■ **Activity**: Search the material and gather each line with "instance" in it.
Top of Input data
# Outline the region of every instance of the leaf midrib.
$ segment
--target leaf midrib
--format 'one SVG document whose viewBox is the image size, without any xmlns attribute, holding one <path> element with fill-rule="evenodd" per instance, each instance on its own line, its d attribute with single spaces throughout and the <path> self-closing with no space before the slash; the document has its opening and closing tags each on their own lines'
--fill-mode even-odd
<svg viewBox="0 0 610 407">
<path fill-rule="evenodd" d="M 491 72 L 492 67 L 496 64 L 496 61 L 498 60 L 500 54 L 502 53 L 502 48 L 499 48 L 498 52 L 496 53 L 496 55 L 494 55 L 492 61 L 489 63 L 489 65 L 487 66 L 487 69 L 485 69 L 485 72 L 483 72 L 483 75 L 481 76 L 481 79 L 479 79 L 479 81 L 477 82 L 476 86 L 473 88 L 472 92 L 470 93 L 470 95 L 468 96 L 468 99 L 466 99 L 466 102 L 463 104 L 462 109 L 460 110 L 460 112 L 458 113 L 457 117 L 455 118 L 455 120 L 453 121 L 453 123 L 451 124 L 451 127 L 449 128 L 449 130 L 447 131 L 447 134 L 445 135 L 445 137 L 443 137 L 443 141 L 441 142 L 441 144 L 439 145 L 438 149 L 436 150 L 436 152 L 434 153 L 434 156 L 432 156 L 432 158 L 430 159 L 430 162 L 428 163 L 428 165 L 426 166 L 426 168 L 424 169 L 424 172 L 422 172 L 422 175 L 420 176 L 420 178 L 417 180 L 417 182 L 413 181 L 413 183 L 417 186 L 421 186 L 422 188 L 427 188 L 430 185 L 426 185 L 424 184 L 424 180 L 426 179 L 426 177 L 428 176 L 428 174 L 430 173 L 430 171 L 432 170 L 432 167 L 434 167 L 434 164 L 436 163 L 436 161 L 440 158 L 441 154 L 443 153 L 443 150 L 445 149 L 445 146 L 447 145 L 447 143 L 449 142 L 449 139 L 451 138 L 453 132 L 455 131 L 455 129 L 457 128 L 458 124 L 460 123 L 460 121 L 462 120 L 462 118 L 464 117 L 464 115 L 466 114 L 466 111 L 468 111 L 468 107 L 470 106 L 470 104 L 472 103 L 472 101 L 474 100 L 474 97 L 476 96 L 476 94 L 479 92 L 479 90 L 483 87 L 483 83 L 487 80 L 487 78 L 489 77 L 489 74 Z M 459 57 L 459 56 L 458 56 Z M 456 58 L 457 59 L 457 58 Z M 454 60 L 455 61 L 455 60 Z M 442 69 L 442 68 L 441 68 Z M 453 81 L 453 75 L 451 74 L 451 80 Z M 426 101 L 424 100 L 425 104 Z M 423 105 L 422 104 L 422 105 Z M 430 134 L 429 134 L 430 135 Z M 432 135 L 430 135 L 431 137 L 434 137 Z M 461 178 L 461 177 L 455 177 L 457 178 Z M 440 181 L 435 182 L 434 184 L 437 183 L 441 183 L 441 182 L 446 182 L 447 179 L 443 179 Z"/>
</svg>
Bottom of Input data
■ **Reply**:
# Outline the region of every instance of the leaf midrib.
--format 'one SVG document whose viewBox is the image size, without any xmlns attribute, holding one <path> element with fill-rule="evenodd" per instance, each instance on its own line, its d attribute with single spaces throughout and the <path> self-closing with no space before the slash; the document has its opening and closing tags each on their own lines'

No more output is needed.